PASSAGE -
"""

Many Republicans and the White House objected to provisions in the bill that would decrease payments to Medicare Advantage plans, and that’s why Bush vetoed the legislation. This vote marks only the third time that Congress has successfully overridden a Bush veto.


Putting Up a Fight

The AMA backlash against the first Senate vote was swift and decisive.

“Physicians across the country are outraged, because we go through this every year. Now Congress makes us do it every six months,” Nielsen told Medical News Inc. “To come down to the wire like that, when it was very clear that the cuts needed to be stopped and physicians and Medicare beneficiaries needed to be treated fairly, to let this happen and to go home for the Fourth of July recess has just sent people over the edge.”

The AMA rallied its members, who also called their federal lawmakers to express their dismay. “What’s clear is that physicians are, in fact, outraged, and they have begun to contact the people who voted ‘nay,’ both in the Senate and in the House. There were only a few in the House, but they’re going to be hearing from us as well, and we are going to put the pressure on, not only from physicians, but from everybody who’s on Medicare and everybody who cares about them,” Nielsen said at the time. “This is just not a political issue, and it’s become partisan. It’s not fair to hold Medicare recipients and their physicians as pawns in this partisan game. It’s just not fair, and we’re tired of it.”

"""

[Point localization data]

"""

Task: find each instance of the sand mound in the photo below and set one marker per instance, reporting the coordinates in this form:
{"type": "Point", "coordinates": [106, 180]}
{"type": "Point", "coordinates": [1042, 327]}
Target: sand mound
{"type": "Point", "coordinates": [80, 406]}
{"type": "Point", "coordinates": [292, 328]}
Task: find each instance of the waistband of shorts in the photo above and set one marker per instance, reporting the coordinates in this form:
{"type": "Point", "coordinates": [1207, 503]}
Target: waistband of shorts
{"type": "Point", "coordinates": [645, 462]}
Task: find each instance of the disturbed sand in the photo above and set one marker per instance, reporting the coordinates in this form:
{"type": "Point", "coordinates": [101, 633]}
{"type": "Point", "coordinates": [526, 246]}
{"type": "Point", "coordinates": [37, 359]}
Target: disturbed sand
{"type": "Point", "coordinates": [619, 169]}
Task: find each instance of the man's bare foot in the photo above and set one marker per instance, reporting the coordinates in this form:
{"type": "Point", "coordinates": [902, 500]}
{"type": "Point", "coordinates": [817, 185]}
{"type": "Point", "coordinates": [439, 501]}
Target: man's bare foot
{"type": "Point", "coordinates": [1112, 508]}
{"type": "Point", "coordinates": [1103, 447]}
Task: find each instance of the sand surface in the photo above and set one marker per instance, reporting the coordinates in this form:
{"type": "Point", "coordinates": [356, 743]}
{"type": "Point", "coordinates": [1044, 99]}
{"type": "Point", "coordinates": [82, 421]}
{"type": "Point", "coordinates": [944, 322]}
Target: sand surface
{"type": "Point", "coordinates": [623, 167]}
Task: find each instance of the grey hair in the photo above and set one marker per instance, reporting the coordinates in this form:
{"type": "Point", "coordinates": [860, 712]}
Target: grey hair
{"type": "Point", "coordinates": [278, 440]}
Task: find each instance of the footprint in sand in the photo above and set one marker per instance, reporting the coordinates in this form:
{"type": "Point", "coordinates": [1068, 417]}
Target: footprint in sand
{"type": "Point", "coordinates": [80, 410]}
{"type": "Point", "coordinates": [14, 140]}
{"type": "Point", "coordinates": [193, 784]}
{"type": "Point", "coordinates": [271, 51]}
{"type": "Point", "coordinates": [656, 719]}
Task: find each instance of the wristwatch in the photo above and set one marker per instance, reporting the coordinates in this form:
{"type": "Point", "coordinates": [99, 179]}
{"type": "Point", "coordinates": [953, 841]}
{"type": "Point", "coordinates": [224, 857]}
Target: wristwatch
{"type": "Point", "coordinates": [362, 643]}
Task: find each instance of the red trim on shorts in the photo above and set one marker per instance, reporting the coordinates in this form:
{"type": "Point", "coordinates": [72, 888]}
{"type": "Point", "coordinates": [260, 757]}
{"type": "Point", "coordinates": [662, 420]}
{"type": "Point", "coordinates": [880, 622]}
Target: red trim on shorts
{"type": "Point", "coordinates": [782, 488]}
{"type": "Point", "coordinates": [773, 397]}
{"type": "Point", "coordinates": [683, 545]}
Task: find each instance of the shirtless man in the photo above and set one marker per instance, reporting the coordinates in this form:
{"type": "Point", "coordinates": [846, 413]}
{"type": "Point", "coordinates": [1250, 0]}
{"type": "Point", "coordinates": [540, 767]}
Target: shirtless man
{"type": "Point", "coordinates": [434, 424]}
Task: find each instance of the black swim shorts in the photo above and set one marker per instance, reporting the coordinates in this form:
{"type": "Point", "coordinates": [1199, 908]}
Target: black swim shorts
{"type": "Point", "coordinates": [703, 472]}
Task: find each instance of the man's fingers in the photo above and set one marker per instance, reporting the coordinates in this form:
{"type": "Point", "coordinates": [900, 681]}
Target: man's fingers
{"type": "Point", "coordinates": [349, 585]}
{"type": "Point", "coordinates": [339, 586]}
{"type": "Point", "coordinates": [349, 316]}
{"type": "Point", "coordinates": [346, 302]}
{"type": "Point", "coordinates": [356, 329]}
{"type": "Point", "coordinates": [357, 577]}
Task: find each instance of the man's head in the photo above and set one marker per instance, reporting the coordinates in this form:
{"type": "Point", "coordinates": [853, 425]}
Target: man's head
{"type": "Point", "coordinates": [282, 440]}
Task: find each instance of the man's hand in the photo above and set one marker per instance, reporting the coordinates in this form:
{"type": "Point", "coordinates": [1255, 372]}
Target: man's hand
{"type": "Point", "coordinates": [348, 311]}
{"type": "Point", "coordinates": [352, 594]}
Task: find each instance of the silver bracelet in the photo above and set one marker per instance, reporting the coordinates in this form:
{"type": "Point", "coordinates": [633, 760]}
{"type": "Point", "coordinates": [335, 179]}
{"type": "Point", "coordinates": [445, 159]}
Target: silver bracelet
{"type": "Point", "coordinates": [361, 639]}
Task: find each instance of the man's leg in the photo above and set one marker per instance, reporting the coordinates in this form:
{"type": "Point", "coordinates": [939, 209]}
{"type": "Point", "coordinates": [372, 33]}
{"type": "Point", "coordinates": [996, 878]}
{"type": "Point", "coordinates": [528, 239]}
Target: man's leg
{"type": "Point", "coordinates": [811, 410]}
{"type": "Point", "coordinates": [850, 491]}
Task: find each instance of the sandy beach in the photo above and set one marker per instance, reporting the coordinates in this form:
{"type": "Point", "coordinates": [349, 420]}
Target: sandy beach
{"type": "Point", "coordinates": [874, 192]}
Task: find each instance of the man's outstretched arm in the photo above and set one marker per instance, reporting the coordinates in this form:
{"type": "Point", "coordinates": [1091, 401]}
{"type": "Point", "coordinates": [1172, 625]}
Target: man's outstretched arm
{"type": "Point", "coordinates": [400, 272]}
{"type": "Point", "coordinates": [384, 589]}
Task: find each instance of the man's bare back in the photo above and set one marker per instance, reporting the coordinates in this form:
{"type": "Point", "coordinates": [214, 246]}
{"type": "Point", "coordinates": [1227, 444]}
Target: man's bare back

"""

TASK ITEM - Continue the passage about the AMA and the Medicare veto override from the point where it stops. The lines above can be left aside.

ANSWER SECTION -
Nielsen said the Medicare funding formula for physicians is “flawed,” and added, “Everybody knows it’s wrong. There’s not a member of Congress who doesn’t know it’s wrong.”


What’s Next?

Paul H. Keckley certainly agrees that Medicare is in dire straits, and he sees this latest payment flap as a harbinger of more serious debate. “There is no scenario in which Medicare in its current payment structure is sustainable. Where I think this is going to take us is a couple of really, really interesting and potentially disruptive discussions,” he said. Keckley is executive director of the Deloitte Center for Health Solutions and boasts 30 years of experience in academic medicine and private-sector healthcare ventures.

Keckley rightly predicted immediately after the June 26 vote that the 10.6 percent slash in Medicare fees wouldn’t materialize and that the Senate would acquiesce. “In a political season, there is a lot of posturing that goes on. That’s the result of Medicare exceeding the thresholds that Congress enacted that put a force mechanism in place,” he said.

Keckley explained that a likely route for the Medicare of the future would be a “comparative effectiveness platform,” using evidence-based medicine and outcome studies to determine logical steps in patient care. “Which types of medications are working best and in what order, when is surgery essential as the next step versus others that are not surgical, when are certain types of diagnostic tests appropriate and when are they not?” he asked, noting that, according to the Congressional Budget Office, 30 percent of the nation’s healthcare spending could be reduced by applying comparative effectiveness to care.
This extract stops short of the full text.